** begin **

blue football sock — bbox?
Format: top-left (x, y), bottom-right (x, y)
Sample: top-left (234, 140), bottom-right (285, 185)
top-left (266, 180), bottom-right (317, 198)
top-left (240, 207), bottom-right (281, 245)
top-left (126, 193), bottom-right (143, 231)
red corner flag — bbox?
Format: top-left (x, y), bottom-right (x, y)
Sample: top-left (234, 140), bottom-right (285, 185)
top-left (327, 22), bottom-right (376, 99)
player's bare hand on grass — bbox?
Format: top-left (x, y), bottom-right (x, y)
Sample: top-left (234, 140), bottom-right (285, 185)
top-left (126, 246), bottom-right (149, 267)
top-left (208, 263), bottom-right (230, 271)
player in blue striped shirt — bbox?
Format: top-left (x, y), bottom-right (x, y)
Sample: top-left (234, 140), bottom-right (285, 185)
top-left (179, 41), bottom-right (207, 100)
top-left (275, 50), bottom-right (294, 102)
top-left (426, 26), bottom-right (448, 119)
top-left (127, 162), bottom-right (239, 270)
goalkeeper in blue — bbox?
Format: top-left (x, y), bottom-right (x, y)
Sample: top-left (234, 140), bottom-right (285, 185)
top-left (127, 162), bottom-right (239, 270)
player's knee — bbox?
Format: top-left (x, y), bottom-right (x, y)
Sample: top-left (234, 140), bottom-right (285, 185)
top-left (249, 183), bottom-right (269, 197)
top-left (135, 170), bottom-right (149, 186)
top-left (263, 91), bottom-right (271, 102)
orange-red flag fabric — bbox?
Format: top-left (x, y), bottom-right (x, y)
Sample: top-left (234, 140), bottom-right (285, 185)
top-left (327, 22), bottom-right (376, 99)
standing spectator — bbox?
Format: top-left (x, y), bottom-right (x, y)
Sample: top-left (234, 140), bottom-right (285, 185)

** end **

*PROBLEM STATEMENT*: Recast all of the material above as a two-column Markdown table headed No. and Text. Number each line in order and leave out blank lines.

*EXERCISE OUTPUT*:
| No. | Text |
|---|---|
| 1 | blue football sock — bbox? |
| 2 | Format: top-left (x, y), bottom-right (x, y) |
| 3 | Sample: top-left (234, 140), bottom-right (285, 185) |
| 4 | top-left (266, 180), bottom-right (317, 198) |
| 5 | top-left (240, 207), bottom-right (281, 245) |
| 6 | top-left (126, 193), bottom-right (143, 231) |
| 7 | red corner flag — bbox? |
| 8 | Format: top-left (x, y), bottom-right (x, y) |
| 9 | Sample: top-left (234, 140), bottom-right (285, 185) |
| 10 | top-left (327, 22), bottom-right (376, 99) |
| 11 | player's bare hand on grass — bbox? |
| 12 | Format: top-left (x, y), bottom-right (x, y) |
| 13 | Sample: top-left (234, 140), bottom-right (285, 185) |
| 14 | top-left (126, 246), bottom-right (149, 267) |
| 15 | top-left (208, 263), bottom-right (230, 271) |
| 16 | player in blue striped shirt — bbox? |
| 17 | Format: top-left (x, y), bottom-right (x, y) |
| 18 | Sample: top-left (234, 140), bottom-right (285, 185) |
| 19 | top-left (179, 41), bottom-right (207, 100) |
| 20 | top-left (275, 50), bottom-right (294, 102) |
| 21 | top-left (426, 26), bottom-right (448, 119) |
| 22 | top-left (127, 162), bottom-right (239, 270) |
| 23 | goalkeeper in blue — bbox? |
| 24 | Format: top-left (x, y), bottom-right (x, y) |
| 25 | Sample: top-left (234, 140), bottom-right (285, 185) |
| 26 | top-left (127, 162), bottom-right (239, 270) |
| 27 | player's knee — bbox? |
| 28 | Format: top-left (x, y), bottom-right (x, y) |
| 29 | Sample: top-left (234, 140), bottom-right (285, 185) |
| 30 | top-left (249, 183), bottom-right (269, 197) |
| 31 | top-left (135, 170), bottom-right (149, 186) |
| 32 | top-left (263, 91), bottom-right (271, 102) |
| 33 | orange-red flag fabric — bbox? |
| 34 | Format: top-left (x, y), bottom-right (x, y) |
| 35 | Sample: top-left (234, 140), bottom-right (285, 185) |
| 36 | top-left (327, 22), bottom-right (376, 99) |
| 37 | standing spectator — bbox? |
| 38 | Format: top-left (x, y), bottom-right (x, y) |
| 39 | Sample: top-left (234, 140), bottom-right (285, 185) |